Text passage
○ ○ ○ ○ ○ ○ ○
RE: 305 Use proxy from KCompton@continental.com on 1997-03-20 (ietf-http-wg@w3.org from January to March 1997)

From: <KCompton@continental.com>
Date: Thu, 20 Mar 1997 08:22:34 -0500
To: josh@netscape.com, http-wg@cuckoo.hpl.hp.com
Message-Id: <c=US%a=_%p=Continental%l=NEEXCH02-970320132234Z-681@neexch01.continental.com>
How about a way to indicate that the client should access the origin 
server directly, i.e., should not use a proxy at all?

Thanks,
Kip

-----Original Message-----
From:	Josh Cohen [SMTP:josh@netscape.com]
Sent:	Tuesday, March 18, 1997 6:30 PM
To:	http-wg@cuckoo.hpl.hp.com
Subject:	305 Use proxy

Below are notes and discussion points on 305 use proxy,
please read at your convenience, and voice your opinions..

This is a work item for memphis

------
Comments, flames, death threats welcome..
305 Use Proxy Response

After some discussions, here are some thoughts and suggestions
on the use and implementation of the 305 use proxy response.
○ ○ ○ ○ ○ ○ ○
Detection examples:
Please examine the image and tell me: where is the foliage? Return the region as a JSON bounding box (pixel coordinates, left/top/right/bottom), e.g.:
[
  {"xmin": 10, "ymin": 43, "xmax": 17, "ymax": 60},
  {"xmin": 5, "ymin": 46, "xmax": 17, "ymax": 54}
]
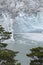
[
  {"xmin": 27, "ymin": 47, "xmax": 43, "ymax": 65},
  {"xmin": 0, "ymin": 25, "xmax": 20, "ymax": 65}
]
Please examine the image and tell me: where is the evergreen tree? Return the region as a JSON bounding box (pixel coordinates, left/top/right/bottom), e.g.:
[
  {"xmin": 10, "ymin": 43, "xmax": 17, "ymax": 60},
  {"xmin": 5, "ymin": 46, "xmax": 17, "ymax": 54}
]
[
  {"xmin": 27, "ymin": 47, "xmax": 43, "ymax": 65},
  {"xmin": 0, "ymin": 25, "xmax": 20, "ymax": 65}
]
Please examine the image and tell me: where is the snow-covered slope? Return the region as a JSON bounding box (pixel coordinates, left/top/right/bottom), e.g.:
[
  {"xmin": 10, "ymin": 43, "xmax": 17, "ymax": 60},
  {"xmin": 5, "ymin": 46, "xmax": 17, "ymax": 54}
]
[{"xmin": 13, "ymin": 12, "xmax": 43, "ymax": 33}]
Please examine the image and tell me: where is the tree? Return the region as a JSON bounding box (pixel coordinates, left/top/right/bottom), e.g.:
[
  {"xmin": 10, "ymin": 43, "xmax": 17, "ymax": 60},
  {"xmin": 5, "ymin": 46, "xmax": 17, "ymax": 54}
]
[
  {"xmin": 0, "ymin": 25, "xmax": 20, "ymax": 65},
  {"xmin": 27, "ymin": 47, "xmax": 43, "ymax": 65},
  {"xmin": 0, "ymin": 25, "xmax": 11, "ymax": 43}
]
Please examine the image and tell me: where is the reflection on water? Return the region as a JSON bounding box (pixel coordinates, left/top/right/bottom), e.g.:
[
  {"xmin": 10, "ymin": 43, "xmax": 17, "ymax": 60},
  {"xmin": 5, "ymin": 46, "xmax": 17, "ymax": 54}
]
[{"xmin": 7, "ymin": 34, "xmax": 43, "ymax": 65}]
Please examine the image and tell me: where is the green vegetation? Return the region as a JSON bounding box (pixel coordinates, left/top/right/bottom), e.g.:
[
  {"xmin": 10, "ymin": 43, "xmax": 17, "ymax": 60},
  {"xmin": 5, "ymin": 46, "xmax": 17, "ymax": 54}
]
[
  {"xmin": 27, "ymin": 47, "xmax": 43, "ymax": 65},
  {"xmin": 0, "ymin": 25, "xmax": 21, "ymax": 65}
]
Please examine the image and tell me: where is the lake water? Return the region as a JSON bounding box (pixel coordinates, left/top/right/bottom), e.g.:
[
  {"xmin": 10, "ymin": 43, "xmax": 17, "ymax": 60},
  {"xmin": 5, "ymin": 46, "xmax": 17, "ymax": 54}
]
[
  {"xmin": 0, "ymin": 12, "xmax": 43, "ymax": 65},
  {"xmin": 7, "ymin": 33, "xmax": 43, "ymax": 65}
]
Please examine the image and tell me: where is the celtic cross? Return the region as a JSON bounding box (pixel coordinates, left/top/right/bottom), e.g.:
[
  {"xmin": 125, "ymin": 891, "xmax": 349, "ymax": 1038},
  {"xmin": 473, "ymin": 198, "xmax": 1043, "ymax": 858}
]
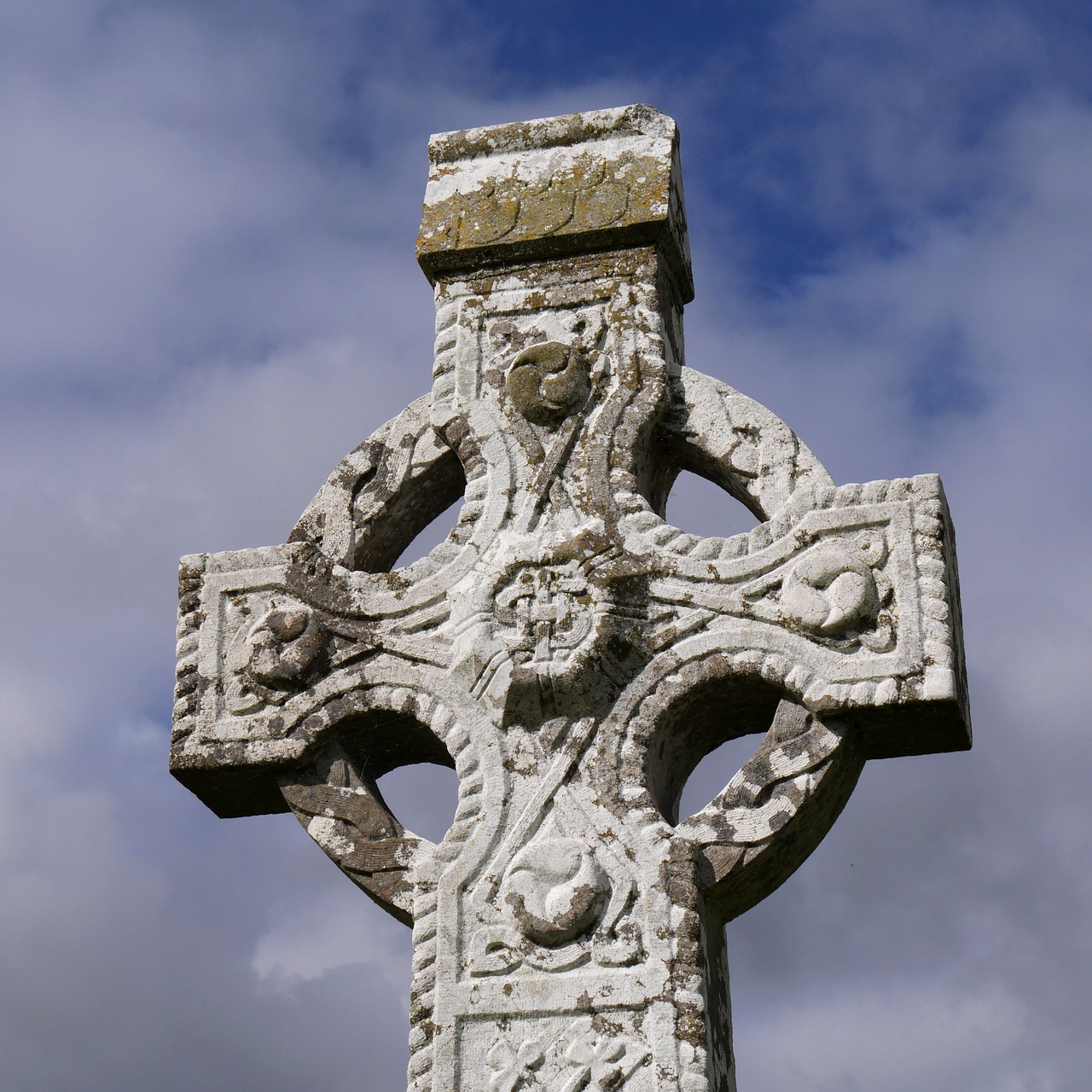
[{"xmin": 171, "ymin": 106, "xmax": 970, "ymax": 1092}]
○ ○ ○ ○ ○ ○ ○
Description of the task
According to the mailing-list message, what is the 305 Use Proxy discussion a work item for?

Output of the exercise
It is a work item for memphis.